» What to produce:
Copy the listing below in full, exactly.

» Data section:
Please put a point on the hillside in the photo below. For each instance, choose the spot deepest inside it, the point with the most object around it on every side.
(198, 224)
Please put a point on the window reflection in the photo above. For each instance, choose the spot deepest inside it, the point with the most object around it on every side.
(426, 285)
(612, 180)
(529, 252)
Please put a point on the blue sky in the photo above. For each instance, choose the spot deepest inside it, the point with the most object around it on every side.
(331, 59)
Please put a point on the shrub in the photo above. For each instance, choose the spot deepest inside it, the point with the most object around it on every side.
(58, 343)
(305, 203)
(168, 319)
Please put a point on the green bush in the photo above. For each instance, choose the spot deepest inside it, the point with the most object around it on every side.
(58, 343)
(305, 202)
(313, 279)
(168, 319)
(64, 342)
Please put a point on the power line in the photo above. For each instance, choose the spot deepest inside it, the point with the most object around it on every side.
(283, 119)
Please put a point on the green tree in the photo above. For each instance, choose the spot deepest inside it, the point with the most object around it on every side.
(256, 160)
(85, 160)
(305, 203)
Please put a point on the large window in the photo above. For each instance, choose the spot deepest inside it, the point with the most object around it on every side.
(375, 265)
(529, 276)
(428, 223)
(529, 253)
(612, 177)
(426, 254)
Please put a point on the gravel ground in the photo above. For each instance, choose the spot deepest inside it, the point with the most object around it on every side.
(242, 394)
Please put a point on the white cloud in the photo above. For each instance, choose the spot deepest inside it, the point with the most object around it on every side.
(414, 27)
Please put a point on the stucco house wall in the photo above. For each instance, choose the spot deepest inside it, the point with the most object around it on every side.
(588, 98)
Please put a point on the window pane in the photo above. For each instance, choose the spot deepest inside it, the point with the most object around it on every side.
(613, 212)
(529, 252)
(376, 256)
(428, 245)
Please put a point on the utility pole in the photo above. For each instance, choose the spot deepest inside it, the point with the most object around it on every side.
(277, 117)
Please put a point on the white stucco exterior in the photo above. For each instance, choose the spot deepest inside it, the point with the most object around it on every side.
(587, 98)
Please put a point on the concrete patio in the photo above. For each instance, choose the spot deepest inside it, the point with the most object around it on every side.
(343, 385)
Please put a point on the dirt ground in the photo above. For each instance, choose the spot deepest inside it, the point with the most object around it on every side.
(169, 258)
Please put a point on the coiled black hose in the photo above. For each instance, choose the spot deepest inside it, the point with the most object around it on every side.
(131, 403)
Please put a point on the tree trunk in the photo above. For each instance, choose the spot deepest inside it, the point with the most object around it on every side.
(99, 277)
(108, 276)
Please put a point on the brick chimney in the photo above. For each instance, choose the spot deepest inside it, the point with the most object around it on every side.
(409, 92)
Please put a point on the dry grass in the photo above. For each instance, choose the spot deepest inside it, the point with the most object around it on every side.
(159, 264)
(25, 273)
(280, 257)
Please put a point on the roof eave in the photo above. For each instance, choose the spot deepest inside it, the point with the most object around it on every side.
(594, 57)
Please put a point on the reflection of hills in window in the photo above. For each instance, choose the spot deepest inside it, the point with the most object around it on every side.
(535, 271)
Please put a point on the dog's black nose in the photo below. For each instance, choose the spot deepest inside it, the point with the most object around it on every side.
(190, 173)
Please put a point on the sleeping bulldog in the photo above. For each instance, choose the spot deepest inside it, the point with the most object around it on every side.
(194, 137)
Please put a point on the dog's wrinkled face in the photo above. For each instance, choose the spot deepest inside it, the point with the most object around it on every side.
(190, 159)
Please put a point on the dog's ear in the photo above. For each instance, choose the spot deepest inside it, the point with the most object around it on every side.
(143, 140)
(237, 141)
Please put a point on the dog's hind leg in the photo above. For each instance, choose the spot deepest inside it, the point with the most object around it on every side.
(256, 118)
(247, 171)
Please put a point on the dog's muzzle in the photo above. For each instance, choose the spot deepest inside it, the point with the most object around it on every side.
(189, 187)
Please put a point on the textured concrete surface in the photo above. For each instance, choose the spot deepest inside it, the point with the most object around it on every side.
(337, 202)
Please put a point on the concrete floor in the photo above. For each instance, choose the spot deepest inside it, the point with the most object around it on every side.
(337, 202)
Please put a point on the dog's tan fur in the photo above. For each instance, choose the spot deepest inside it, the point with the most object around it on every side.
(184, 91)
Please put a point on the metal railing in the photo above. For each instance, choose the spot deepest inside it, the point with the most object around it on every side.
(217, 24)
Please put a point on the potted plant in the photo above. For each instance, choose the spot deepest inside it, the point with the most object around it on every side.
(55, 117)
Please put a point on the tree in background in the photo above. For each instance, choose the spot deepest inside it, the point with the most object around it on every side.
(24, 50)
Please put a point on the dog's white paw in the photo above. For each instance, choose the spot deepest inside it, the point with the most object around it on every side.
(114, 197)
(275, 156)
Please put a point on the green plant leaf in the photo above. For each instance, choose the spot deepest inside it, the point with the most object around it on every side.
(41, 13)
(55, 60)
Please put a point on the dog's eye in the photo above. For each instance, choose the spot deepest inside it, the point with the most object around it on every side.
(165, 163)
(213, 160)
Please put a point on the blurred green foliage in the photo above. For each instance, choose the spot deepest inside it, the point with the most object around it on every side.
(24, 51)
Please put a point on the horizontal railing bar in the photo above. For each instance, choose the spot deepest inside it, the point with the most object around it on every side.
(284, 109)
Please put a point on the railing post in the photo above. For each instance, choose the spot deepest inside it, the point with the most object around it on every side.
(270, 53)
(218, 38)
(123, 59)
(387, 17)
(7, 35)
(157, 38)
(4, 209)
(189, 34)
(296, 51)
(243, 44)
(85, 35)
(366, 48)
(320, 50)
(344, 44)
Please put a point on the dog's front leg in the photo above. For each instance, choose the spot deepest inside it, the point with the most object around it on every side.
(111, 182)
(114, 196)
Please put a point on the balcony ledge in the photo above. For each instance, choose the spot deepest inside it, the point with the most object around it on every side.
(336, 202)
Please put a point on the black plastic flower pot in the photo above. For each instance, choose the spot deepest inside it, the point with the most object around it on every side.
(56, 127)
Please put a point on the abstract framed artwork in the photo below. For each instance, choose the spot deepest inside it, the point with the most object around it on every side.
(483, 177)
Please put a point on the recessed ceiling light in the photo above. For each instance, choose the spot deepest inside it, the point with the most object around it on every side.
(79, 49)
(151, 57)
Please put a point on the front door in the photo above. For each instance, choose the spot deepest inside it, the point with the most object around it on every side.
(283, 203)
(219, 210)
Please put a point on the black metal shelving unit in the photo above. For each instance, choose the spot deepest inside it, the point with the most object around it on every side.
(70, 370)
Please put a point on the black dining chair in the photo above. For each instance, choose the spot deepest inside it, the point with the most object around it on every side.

» Written response:
Please put a point on the hillside in the photo below. For each instance, choose the spot deepest inside it, the point with the most object around it on every side.
(198, 224)
Please put a point on the window reflection in the photo above. For each instance, choose the spot deepest inside it, the point with the most object around it on every side.
(426, 285)
(612, 180)
(529, 252)
Please put a point on the blue sky in the photo above. For each instance, choose the spot deepest inside it, the point with the most object around it on every side.
(331, 59)
Please put a point on the shrub in the photo above. For each instance, choose the spot deepest inside it, the point with the most object around it on every side.
(58, 343)
(305, 203)
(168, 319)
Please put a point on the green bush in the photo above. For each instance, choose the spot deepest inside it, the point with the most object around it on every side.
(58, 343)
(305, 202)
(313, 279)
(168, 319)
(64, 342)
Please put a point on the power line in the photo above. For each instance, choose the spot deepest inside it, the point with the most object around it on every side.
(283, 119)
Please put a point on the green tree in the photo above. For each instance, choose the spot deepest inside it, the point with the most object around it on every side.
(256, 160)
(85, 160)
(305, 203)
Please put a point on the large window in the photo above. For each instance, choose the spot deepest inside it, the point with the most object around it on every side.
(375, 265)
(529, 276)
(428, 223)
(529, 253)
(612, 177)
(426, 254)
Please put a point on the gravel ground in the photo above. For each instance, choose the spot deepest inside it, the point with the most object around it on every side.
(242, 394)
Please put a point on the white cloud in the photo above. For each instance, choose the spot deepest inside it, the point with the most object around it on every side.
(414, 27)
Please put a point on the stucco house wall in the photo above. For each instance, choose the spot deepest inside it, the point with the most object around it on every side.
(588, 98)
Please put a point on the window pane in the photo above. For each instance, choose the spot deepest inside it, the point with the most object around it on every side.
(613, 212)
(529, 252)
(376, 256)
(428, 245)
Please put a point on the utility pole in the photo above. For each instance, choose the spot deepest inside it, the point with the most object around it on every side.
(277, 117)
Please put a point on the white stucco exterior in the photo above. For each instance, choose the spot deepest inside it, the point with the most object around it on every side.
(587, 98)
Please put a point on the concrete patio in the photo above. For each instance, choose the spot deepest inside it, the point with the most object around it on every side.
(343, 385)
Please put a point on the dirt ground in the photo above. For each instance, choose the spot deepest inside it, the point with the most object around it on every side.
(169, 258)
Please put a point on the coiled black hose in the photo above. For each instance, choose the spot deepest inside it, the point with the most object around it on every side.
(131, 403)
Please put a point on the tree trunk in the photo above. For each instance, choose the spot deepest inside it, the point with the most object around it on every side.
(99, 277)
(108, 276)
Please put a point on the brick chimney in the photo above. For each instance, choose the spot deepest inside it, the point with the most object around it on every side.
(409, 92)
Please put a point on the dry grass in the photo above. For each instance, choose the spot deepest inside it, the point with the most object around it on every side.
(159, 264)
(25, 273)
(280, 257)
Please put a point on the roof eave in the photo above. For each instance, choose the spot deepest inside it, the point with the most object around it on every side.
(594, 57)
Please put a point on the reflection of hills in window in the photo above. For each instance, choose the spot deepest inside it, the point with the most object around it on every side.
(535, 271)
Please put a point on the dog's black nose in the photo below. For each instance, choose the spot deepest inside it, the point with the most object around it on every side.
(190, 173)
Please put a point on the sleeping bulldog in the photo above. For each instance, choose the spot deepest inside it, the point with the most object around it on every side.
(194, 137)
Please put a point on the dog's wrinkled face in the photo above. For each instance, choose the spot deepest inside it, the point with the most object around it on every side.
(190, 159)
Please put a point on the dog's ear in the photo above. For each instance, choose the spot deepest inside it, the point with the most object around it on every side.
(143, 140)
(237, 141)
Please put a point on the dog's hind leg in the photo above. For each instance, choose the spot deepest inside it, the point with the most object around it on every side.
(256, 118)
(247, 171)
Please put a point on the dog's muzzle in the photo above. For each instance, choose the spot deepest inside it, the point with the most object around it on every side.
(189, 187)
Please put a point on the textured concrete surface in the photo above. For each instance, choose the spot deepest inside it, the point with the most object around it on every side.
(337, 202)
Please put a point on the concrete floor in the photo above. For each instance, choose the spot deepest inside it, the point with the most object around it on every side.
(337, 202)
Please put a point on the dog's tan fur in the photo above. For each instance, choose the spot deepest inside it, the point with the most object around it on every side.
(184, 91)
Please put a point on the metal railing in the photo above. For each instance, choose the spot deepest inside it, the point with the most object around it on every side.
(217, 24)
Please put a point on the potted plant in the photo above. For each instance, choose the spot deepest inside it, the point with the most object around it on every side.
(55, 117)
Please put a point on the tree in background in the photo above. For each instance, choose the spot deepest inside it, the point with the most object around it on every side.
(24, 50)
Please put a point on the dog's white paw in the photo above. For each instance, choose the spot deepest inside it, the point with the most object around it on every side.
(114, 197)
(275, 156)
Please put a point on the green plant leaf in the photo above. For each instance, choose the spot deepest inside it, the point with the most object around it on every side.
(41, 13)
(55, 60)
Please put a point on the dog's eye in the photo above. For each instance, choose the spot deepest inside it, the point with the most object around it on every side.
(165, 163)
(213, 160)
Please put a point on the blurred green foliage in the photo above. For each instance, choose the spot deepest inside it, the point with the most object around it on every side.
(24, 51)
Please put a point on the horizontal railing bar in the photo above. For each instance, choose the spot deepest inside it, the point with the most object around it on every side.
(284, 109)
Please put a point on the railing post in the photo above. For each instance, choose the spot deepest inside it, the point with the most object around it on every side.
(270, 53)
(218, 38)
(123, 59)
(387, 17)
(7, 35)
(157, 38)
(4, 209)
(189, 34)
(296, 51)
(243, 44)
(85, 35)
(366, 48)
(320, 50)
(344, 44)
Please put a point on the dog's front leg in the photo above. For each instance, choose the spot deepest inside it, the point with the most object around it on every side.
(111, 182)
(114, 196)
Please put a point on the balcony ledge in the photo above. For each instance, choose the spot deepest inside it, the point with the most object around it on every side.
(336, 202)
Please put a point on the black plastic flower pot in the photo above. For each instance, choose the spot deepest inside it, the point with the most object around it on every side.
(56, 127)
Please put a point on the abstract framed artwork in the photo below. For each instance, choose the spot deepest inside it, the point with the most object around it on every side.
(483, 177)
Please put a point on the recessed ceiling light in the photo above. For each instance, choose the spot deepest inside it, the point with the most object around it on every side.
(79, 49)
(151, 57)
Please put a point on the front door in the photo above. For each instance, choose the spot deepest inside it, the point with the most object around it on every side.
(283, 203)
(219, 210)
Please put a point on the black metal shelving unit in the photo above. For each instance, choose the spot deepest inside it, the point with the most object around it on every side.
(70, 370)
Please put a point on the black dining chair in the photo above. For each instance, choose the spot deepest inside it, the point with the most object around it on every side.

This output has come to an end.